### WHAT NEEDS TO BE DONE
From the listing below, tally the lines that include "dishwasher". Return only the total.

### RECORDS FOR THIS EXERCISE
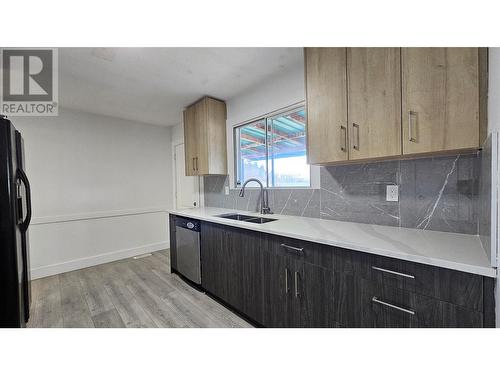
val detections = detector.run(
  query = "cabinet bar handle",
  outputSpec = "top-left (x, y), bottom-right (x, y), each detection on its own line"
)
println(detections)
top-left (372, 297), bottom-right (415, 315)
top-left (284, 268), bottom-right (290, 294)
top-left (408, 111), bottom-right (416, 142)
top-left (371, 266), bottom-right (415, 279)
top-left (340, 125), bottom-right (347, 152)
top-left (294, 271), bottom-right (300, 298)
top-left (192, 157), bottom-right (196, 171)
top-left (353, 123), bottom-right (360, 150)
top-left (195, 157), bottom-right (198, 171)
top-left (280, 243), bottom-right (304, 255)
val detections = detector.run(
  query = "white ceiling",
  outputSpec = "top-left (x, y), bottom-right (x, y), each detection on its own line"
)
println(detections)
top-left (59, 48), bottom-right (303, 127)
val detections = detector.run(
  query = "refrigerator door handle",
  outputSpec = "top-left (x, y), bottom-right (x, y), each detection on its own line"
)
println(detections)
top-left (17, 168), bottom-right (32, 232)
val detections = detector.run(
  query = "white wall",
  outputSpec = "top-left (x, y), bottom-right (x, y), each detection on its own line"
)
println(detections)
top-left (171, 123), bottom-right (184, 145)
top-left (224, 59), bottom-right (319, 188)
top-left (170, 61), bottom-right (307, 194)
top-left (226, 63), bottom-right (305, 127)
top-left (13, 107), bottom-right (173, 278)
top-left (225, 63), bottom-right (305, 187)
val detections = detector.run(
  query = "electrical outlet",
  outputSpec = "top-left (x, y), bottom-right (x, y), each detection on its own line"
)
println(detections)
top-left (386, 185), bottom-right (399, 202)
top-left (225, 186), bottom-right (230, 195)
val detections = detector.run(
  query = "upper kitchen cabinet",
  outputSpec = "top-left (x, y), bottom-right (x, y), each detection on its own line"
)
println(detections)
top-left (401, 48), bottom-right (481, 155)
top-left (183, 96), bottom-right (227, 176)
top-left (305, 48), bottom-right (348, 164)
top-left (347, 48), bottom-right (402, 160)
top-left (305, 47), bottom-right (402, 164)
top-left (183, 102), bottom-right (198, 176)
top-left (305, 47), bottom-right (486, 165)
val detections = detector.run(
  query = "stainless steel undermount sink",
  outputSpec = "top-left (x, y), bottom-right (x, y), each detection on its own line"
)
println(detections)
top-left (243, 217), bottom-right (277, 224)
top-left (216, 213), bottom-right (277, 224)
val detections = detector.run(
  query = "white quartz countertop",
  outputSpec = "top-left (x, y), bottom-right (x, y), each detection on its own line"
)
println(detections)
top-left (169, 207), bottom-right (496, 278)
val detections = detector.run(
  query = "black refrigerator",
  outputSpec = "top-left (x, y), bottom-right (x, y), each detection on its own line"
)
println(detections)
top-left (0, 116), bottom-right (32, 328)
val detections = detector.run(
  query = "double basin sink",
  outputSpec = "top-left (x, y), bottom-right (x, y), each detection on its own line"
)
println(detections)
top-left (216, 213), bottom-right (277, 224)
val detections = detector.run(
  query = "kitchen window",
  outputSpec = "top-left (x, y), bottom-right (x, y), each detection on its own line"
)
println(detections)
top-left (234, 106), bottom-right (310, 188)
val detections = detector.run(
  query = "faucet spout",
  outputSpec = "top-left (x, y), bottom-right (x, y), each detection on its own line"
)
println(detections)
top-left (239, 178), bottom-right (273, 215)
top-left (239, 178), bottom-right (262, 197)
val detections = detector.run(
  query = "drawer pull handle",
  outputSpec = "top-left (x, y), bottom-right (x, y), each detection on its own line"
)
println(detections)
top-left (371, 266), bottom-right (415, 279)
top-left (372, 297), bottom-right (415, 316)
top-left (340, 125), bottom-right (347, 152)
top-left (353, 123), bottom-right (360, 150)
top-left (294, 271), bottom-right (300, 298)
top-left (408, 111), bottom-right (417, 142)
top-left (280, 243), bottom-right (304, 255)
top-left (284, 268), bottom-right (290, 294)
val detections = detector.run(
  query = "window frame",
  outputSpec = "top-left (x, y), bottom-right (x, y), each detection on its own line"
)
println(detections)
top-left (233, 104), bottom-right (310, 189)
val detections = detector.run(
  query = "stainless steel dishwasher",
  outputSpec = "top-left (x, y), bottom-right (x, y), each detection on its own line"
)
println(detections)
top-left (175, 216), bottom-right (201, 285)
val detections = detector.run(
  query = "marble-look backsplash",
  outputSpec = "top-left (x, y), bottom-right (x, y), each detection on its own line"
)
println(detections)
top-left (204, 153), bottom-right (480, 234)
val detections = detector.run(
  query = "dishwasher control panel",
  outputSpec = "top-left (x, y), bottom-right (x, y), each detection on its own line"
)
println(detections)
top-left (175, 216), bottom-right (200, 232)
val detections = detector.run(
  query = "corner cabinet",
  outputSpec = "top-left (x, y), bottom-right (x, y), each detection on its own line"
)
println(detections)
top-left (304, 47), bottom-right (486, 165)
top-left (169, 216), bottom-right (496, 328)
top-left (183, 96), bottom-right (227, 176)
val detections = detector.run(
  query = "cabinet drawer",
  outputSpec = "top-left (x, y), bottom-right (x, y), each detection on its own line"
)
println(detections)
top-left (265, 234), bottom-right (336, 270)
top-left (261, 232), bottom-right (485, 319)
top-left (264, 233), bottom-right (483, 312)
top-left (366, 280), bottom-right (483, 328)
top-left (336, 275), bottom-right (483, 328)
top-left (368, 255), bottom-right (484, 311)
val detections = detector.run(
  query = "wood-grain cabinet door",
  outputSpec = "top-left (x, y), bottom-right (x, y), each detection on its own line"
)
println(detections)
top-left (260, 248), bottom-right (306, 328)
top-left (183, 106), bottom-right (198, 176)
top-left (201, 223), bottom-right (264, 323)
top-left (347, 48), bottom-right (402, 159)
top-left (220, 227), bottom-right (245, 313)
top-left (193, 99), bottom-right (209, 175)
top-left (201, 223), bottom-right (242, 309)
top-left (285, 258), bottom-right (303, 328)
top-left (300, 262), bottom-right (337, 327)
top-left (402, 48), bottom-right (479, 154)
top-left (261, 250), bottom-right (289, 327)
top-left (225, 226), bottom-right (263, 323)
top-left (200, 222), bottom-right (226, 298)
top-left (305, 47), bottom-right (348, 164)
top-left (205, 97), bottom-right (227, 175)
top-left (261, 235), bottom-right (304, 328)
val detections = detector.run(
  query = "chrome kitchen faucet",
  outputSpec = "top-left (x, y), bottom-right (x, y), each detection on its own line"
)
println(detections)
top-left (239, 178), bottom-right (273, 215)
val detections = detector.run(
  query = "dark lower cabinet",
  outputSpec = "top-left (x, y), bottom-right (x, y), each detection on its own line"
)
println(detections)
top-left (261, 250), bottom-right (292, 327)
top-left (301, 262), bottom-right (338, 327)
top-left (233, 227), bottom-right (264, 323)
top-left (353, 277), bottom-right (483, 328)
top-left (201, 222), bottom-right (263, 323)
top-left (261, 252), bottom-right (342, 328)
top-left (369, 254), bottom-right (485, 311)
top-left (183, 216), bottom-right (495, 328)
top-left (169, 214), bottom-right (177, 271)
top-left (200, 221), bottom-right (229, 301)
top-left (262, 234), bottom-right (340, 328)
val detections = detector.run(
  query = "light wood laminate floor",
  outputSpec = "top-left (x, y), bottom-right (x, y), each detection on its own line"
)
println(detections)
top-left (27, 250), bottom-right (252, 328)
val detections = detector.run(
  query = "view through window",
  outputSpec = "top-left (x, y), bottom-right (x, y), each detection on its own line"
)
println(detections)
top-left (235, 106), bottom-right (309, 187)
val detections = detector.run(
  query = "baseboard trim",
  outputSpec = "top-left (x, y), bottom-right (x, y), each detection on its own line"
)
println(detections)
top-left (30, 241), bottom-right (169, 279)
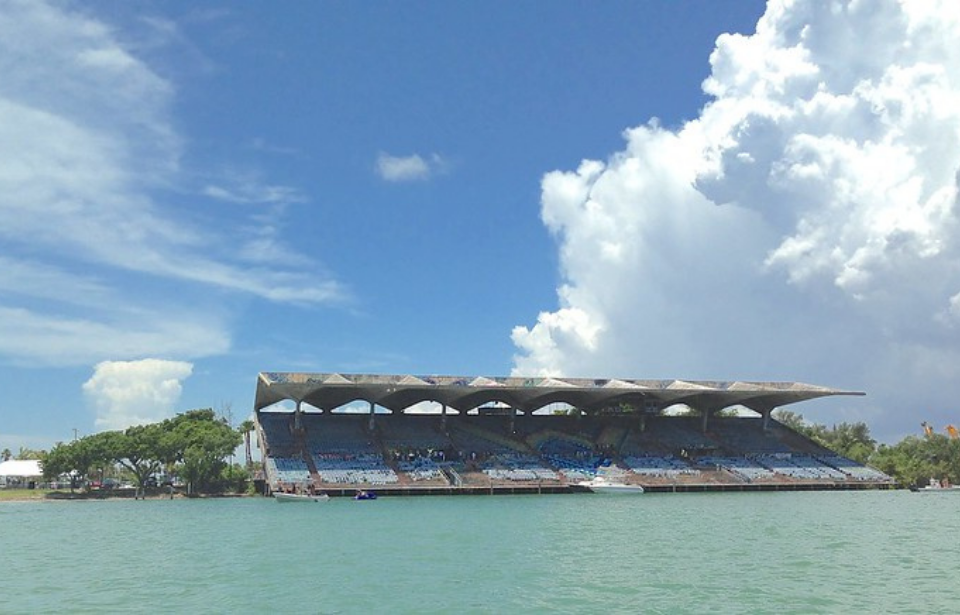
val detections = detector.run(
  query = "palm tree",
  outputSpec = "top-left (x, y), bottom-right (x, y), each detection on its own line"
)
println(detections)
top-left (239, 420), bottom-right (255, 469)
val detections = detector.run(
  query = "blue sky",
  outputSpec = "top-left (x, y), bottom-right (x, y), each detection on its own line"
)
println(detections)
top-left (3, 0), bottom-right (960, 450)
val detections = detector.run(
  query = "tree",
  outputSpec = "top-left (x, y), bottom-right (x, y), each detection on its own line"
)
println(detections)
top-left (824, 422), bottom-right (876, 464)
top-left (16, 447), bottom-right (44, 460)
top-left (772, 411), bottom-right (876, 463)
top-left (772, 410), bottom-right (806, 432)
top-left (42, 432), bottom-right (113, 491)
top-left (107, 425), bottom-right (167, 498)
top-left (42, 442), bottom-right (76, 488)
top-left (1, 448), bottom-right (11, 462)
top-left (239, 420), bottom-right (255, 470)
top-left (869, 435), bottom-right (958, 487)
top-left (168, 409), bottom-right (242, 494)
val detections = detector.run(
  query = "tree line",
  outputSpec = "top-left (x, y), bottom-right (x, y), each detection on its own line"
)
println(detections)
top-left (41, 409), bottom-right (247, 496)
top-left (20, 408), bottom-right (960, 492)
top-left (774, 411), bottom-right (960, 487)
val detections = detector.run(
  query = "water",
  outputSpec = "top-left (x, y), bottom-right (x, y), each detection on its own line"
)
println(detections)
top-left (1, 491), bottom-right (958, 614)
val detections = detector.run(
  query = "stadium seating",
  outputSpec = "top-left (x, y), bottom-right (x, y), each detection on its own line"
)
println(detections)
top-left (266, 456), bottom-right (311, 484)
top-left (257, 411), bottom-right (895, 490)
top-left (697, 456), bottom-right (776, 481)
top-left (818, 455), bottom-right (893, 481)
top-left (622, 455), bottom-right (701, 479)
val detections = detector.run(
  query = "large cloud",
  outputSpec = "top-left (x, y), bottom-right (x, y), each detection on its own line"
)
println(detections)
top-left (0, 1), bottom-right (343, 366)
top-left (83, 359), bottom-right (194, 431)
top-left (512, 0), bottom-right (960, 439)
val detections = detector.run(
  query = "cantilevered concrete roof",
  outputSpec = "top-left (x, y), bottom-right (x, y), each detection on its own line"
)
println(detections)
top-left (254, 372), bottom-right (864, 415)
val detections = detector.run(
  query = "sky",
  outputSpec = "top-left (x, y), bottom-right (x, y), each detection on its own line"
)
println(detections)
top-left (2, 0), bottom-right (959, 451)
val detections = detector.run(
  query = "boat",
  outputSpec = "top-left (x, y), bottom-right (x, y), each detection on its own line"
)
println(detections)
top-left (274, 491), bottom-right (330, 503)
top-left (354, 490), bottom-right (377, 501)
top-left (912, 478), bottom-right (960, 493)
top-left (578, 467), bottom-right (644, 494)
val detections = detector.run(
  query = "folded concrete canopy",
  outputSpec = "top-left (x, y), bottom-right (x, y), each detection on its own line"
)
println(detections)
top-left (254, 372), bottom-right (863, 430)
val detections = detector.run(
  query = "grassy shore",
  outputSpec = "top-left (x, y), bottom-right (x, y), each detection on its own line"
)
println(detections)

### REPLY TO THE TASK
2